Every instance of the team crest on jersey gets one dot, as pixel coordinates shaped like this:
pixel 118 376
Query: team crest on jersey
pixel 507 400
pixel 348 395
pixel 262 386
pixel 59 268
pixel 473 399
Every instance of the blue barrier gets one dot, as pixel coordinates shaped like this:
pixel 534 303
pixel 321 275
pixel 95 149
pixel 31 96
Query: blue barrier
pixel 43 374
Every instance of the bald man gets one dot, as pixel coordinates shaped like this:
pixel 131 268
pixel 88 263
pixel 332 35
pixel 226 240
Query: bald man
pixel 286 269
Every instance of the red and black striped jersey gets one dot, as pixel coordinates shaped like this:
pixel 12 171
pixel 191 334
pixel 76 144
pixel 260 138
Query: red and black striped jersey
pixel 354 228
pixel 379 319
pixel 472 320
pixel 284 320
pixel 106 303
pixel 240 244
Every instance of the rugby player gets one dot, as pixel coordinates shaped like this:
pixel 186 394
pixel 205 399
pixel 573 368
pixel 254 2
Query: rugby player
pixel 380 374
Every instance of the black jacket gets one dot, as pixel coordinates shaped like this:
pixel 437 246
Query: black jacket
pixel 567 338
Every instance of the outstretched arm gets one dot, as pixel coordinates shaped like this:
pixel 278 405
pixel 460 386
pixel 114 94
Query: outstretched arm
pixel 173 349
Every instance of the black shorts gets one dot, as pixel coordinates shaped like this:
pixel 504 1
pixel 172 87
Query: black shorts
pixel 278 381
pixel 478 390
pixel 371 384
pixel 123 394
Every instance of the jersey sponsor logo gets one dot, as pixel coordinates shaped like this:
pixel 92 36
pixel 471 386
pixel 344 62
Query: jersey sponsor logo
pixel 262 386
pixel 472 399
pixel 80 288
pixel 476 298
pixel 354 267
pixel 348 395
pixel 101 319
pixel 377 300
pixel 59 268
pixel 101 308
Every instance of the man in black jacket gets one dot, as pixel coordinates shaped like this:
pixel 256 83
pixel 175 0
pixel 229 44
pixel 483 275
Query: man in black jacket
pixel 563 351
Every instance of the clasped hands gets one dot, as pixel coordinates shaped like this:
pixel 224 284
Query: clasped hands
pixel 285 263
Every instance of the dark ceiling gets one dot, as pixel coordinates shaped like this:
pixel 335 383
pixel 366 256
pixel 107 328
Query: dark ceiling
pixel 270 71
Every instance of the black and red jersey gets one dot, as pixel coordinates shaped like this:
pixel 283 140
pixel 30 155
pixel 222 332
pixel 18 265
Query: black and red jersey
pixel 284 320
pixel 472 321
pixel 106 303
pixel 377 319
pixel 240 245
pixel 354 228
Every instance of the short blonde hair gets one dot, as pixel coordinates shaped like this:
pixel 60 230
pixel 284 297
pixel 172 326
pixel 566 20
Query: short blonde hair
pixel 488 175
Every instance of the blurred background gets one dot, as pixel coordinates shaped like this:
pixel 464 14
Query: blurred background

——————————

• Work to complete: Each entry above is to be transcribed word for word.

• Answer:
Every instance of the team crest on jersey gets one dot, as pixel coordinates shaped like this:
pixel 118 376
Query: team crest on jersey
pixel 507 400
pixel 348 395
pixel 262 386
pixel 59 268
pixel 473 399
Every instance of the blue barrier gets one dot, as pixel coordinates shaped like this:
pixel 534 303
pixel 321 275
pixel 95 149
pixel 31 96
Query: blue barrier
pixel 43 374
Every instance of the bald man gets one dot, as pixel coordinates shaped like this:
pixel 131 268
pixel 88 263
pixel 332 35
pixel 226 240
Query: bald man
pixel 286 269
Every instance of the red and black striped jersey gets one dot, as pixel coordinates shaped like this:
pixel 12 171
pixel 191 334
pixel 76 144
pixel 260 138
Query: red and black striped jersey
pixel 354 228
pixel 379 319
pixel 472 320
pixel 284 320
pixel 106 303
pixel 240 244
Every instance of the rugby player gets one dot, as pixel coordinates shaped like this:
pixel 186 394
pixel 205 399
pixel 573 368
pixel 254 2
Query: rugby player
pixel 380 374
Every instance of the black jacket gets one dot, as pixel coordinates shaped like this:
pixel 437 246
Query: black jacket
pixel 567 338
Every instance of the outstretched arm gets one dot, as pixel coordinates shaped like this:
pixel 278 405
pixel 460 386
pixel 114 94
Query: outstretched arm
pixel 173 349
Every instance of the black shorts gets one dot, as pixel coordinates shaped like this:
pixel 504 1
pixel 172 87
Query: black shorts
pixel 278 381
pixel 478 390
pixel 371 384
pixel 123 394
Every instance of the jersey sponsor logo gets one dot, as pixel coordinates shaped like this:
pixel 92 36
pixel 471 386
pixel 344 62
Query: jersey sponsor logo
pixel 262 386
pixel 472 399
pixel 80 288
pixel 476 298
pixel 354 267
pixel 348 395
pixel 101 319
pixel 377 300
pixel 59 268
pixel 101 308
Every instance of the man in black jacket gets one dot, as pixel coordinates shaped like this:
pixel 256 83
pixel 175 0
pixel 229 44
pixel 483 275
Query: man in black jacket
pixel 563 351
Every instance of the clasped hands gets one dot, as pixel coordinates shaped like this:
pixel 224 284
Query: clasped hands
pixel 285 263
Every instance of the dark ceiling gets one dot, as pixel coordinates shaped like this:
pixel 335 383
pixel 366 256
pixel 107 328
Query: dark ceiling
pixel 270 71
Every instance of the black and red jersey gets one dot, as pixel coordinates shaped like this:
pixel 283 140
pixel 30 155
pixel 222 332
pixel 18 265
Query: black and red jersey
pixel 284 320
pixel 472 321
pixel 106 303
pixel 377 319
pixel 240 245
pixel 354 228
Every instance of the short blonde hair gets one dot, as pixel coordinates shaped like this:
pixel 60 230
pixel 284 297
pixel 172 326
pixel 566 20
Query: short blonde hair
pixel 488 175
Every instance of the blurred background gets one dot, as pixel coordinates shaped like this:
pixel 464 14
Query: blurred background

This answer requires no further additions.